======== SUPPLIED MATERIAL ========

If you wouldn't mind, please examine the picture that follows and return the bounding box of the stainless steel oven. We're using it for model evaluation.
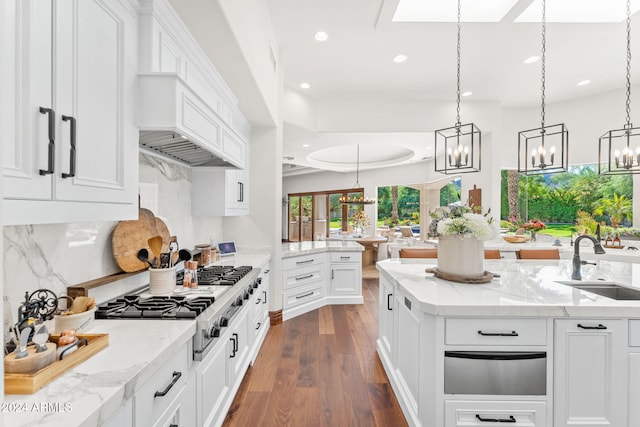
[444,351,547,396]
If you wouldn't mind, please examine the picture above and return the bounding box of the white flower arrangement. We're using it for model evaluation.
[438,212,497,241]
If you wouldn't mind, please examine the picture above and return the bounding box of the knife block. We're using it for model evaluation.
[4,342,56,374]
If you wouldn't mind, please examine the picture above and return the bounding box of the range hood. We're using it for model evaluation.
[140,131,233,166]
[138,73,248,168]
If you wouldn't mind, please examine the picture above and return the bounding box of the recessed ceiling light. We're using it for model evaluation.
[393,54,409,63]
[313,31,329,42]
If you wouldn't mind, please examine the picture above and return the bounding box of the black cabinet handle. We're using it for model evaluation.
[476,414,516,423]
[153,371,182,399]
[296,292,313,299]
[40,107,56,175]
[62,115,77,178]
[478,331,518,337]
[578,323,607,329]
[229,334,237,357]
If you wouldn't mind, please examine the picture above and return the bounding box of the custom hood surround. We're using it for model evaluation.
[138,0,251,169]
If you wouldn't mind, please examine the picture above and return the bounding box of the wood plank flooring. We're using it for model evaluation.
[224,275,407,427]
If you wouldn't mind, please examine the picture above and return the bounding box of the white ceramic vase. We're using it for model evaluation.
[438,236,484,278]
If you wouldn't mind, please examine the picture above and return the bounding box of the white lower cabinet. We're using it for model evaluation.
[554,319,627,427]
[392,292,421,420]
[444,400,547,427]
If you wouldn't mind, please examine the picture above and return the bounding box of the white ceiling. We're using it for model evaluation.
[268,0,640,175]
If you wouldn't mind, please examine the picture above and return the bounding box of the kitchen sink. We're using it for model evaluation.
[558,281,640,300]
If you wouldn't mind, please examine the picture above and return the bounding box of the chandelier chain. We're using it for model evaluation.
[456,0,460,125]
[627,0,631,128]
[540,0,547,129]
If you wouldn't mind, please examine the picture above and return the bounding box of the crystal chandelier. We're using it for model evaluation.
[518,0,569,175]
[338,145,376,205]
[598,0,640,175]
[435,0,482,174]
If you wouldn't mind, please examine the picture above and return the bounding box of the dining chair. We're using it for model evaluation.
[516,249,560,259]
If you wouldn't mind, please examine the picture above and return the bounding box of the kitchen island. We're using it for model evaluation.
[377,259,640,427]
[1,250,271,427]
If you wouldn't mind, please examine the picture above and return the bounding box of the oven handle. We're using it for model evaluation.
[444,351,547,360]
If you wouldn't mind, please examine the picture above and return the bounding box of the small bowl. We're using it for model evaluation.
[53,307,96,334]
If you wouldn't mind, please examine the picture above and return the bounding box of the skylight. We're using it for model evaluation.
[515,0,640,23]
[393,0,518,22]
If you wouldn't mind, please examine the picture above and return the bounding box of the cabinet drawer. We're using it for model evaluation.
[331,252,362,263]
[133,345,189,425]
[283,264,326,290]
[282,283,324,309]
[282,253,326,271]
[444,400,547,427]
[629,320,640,347]
[445,318,547,345]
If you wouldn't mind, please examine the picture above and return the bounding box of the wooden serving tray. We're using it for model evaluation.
[4,334,109,394]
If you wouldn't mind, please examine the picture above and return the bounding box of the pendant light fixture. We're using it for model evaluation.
[598,0,640,175]
[435,0,482,174]
[338,144,376,205]
[518,0,569,175]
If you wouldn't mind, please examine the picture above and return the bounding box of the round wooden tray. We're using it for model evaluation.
[424,267,500,284]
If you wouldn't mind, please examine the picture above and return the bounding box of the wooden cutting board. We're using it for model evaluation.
[111,208,170,273]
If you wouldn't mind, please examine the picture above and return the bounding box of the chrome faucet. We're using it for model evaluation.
[571,234,605,280]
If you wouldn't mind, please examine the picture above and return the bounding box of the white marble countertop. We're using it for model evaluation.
[377,258,640,318]
[0,250,271,427]
[282,240,364,258]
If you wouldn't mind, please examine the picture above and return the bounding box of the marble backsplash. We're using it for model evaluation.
[3,152,222,323]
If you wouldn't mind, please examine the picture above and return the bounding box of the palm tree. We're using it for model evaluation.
[593,193,633,228]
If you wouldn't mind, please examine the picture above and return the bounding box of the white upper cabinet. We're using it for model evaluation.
[2,0,138,224]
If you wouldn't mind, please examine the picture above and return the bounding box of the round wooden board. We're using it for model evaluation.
[111,209,170,273]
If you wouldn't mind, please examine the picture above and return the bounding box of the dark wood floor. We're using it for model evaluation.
[224,279,407,427]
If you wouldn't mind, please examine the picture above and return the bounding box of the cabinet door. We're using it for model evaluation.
[394,293,420,419]
[196,334,230,426]
[2,0,56,200]
[554,319,627,427]
[378,277,394,358]
[54,0,138,203]
[226,169,249,210]
[329,264,362,296]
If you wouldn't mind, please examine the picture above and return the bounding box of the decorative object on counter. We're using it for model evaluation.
[598,0,640,175]
[182,261,198,289]
[522,219,547,242]
[338,144,376,205]
[4,334,109,394]
[438,206,496,283]
[435,0,482,174]
[518,0,569,175]
[349,210,371,237]
[149,267,174,295]
[424,267,500,284]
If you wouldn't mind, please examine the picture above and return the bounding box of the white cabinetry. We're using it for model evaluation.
[3,0,138,224]
[554,319,627,427]
[327,252,362,304]
[191,168,249,216]
[133,345,196,426]
[282,253,328,320]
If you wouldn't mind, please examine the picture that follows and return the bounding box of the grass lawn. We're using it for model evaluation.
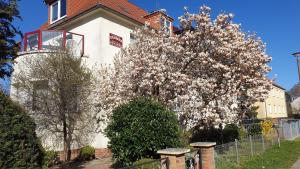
[241,139,300,169]
[216,139,300,169]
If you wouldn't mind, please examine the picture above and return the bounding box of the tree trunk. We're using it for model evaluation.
[63,116,70,161]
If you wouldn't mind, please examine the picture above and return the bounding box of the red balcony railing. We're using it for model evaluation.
[21,30,84,56]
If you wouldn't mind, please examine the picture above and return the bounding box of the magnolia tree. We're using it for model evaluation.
[98,6,271,129]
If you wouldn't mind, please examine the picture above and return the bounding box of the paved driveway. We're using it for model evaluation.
[52,158,112,169]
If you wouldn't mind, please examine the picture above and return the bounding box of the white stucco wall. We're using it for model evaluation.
[11,9,142,148]
[65,11,138,148]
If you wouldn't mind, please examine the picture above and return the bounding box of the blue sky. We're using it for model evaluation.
[2,0,300,90]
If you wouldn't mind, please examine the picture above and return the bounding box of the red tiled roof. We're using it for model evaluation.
[40,0,148,29]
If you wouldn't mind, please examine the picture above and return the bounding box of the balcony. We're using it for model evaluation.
[18,30,84,57]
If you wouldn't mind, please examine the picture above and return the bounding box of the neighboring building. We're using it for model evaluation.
[11,0,173,157]
[254,84,288,119]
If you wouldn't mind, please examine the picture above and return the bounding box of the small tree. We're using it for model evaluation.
[0,0,22,78]
[0,93,44,169]
[12,51,94,161]
[105,98,180,165]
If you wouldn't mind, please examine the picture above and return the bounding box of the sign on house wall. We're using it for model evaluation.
[109,33,123,48]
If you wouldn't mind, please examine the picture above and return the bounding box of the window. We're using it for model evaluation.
[268,105,272,113]
[50,0,67,23]
[32,80,48,111]
[130,33,136,43]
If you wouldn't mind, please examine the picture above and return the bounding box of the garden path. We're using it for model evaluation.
[52,158,112,169]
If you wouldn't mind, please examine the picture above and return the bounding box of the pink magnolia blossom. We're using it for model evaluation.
[98,6,271,129]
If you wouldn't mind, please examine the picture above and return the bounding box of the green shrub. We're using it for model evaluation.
[0,93,44,169]
[79,146,95,161]
[45,150,58,167]
[105,98,180,165]
[190,124,239,144]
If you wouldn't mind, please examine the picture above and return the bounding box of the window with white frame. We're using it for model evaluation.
[50,0,67,23]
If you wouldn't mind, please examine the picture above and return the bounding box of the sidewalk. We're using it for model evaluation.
[291,159,300,169]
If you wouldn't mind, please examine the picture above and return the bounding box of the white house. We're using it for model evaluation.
[11,0,173,157]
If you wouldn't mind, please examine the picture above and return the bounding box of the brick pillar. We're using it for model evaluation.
[191,142,216,169]
[157,148,190,169]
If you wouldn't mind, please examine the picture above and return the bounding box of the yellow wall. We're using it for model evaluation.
[254,85,288,119]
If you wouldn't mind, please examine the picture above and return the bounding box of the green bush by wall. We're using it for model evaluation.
[79,146,95,161]
[105,98,180,165]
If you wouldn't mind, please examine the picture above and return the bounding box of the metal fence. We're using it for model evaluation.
[118,158,169,169]
[215,124,280,169]
[279,119,300,140]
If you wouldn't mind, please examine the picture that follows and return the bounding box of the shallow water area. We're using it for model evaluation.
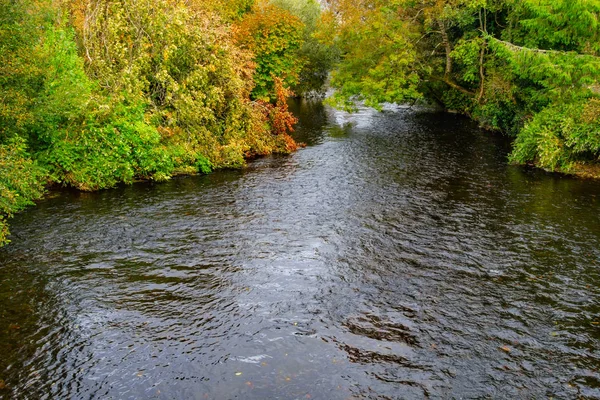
[0,102,600,400]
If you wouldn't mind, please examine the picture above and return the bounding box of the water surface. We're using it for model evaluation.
[0,103,600,400]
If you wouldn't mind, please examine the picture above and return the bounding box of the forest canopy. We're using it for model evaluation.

========

## GIVEN EXERCISE
Copy the records exactly, from the line with "blossom. We're using it for model evaluation." up to and including the last line of the records. Leave out the pictures.

## REPLY TO THE EXERCISE
If you wouldn't mind, please examine the picture above and return the bounding box of the pink magnolia blossom. We're using it for model evaluation.
[98,6,271,129]
If you wouldn't mind, please examine the picture above and return the bounding box of the green shrub. We're using it for model evaluation.
[0,93,44,169]
[79,146,95,161]
[45,150,58,167]
[105,98,180,165]
[190,124,239,144]
If you wouldn't mind, please examine the picture above and return the bounding box of the window with white frame. We're using it for model evaluation.
[50,0,67,23]
If you wouldn't mind, please examine the picture above and return the bounding box of the sidewalk. We're using it for model evaluation.
[291,159,300,169]
If you wouldn't mind, please examine the picture above and return the bounding box of the white house. We're using it for model evaluation.
[11,0,173,157]
If you wouldn't mind, please examine the picture above and return the bounding box of the brick pillar. We're using it for model evaluation.
[191,142,216,169]
[157,148,190,169]
If you wouldn't mind, please examine the picture above and return the bounding box of the yellow wall. We're using it for model evaluation.
[254,85,288,119]
If you wouldn't mind, please examine the picture above and return the bounding box of the green bush by wall. We're using it for model evaluation.
[79,146,95,161]
[105,98,180,165]
If you wouldn't mind, please examine the picture above and return the bounding box of the metal fence. We're using it for model evaluation.
[118,158,169,169]
[215,124,280,169]
[279,119,300,140]
If you wouldn't mind, please examine the picture that follows and return the bounding box of the shallow water area. We're using it for model evaluation.
[0,102,600,400]
If you wouldn't mind, please examine the picture above and return the bounding box of the water surface. We're using it for model evaluation.
[0,103,600,400]
If you wouldn't mind, please examine the picture above and return the bounding box of the forest canopy. We're using it for model evaluation.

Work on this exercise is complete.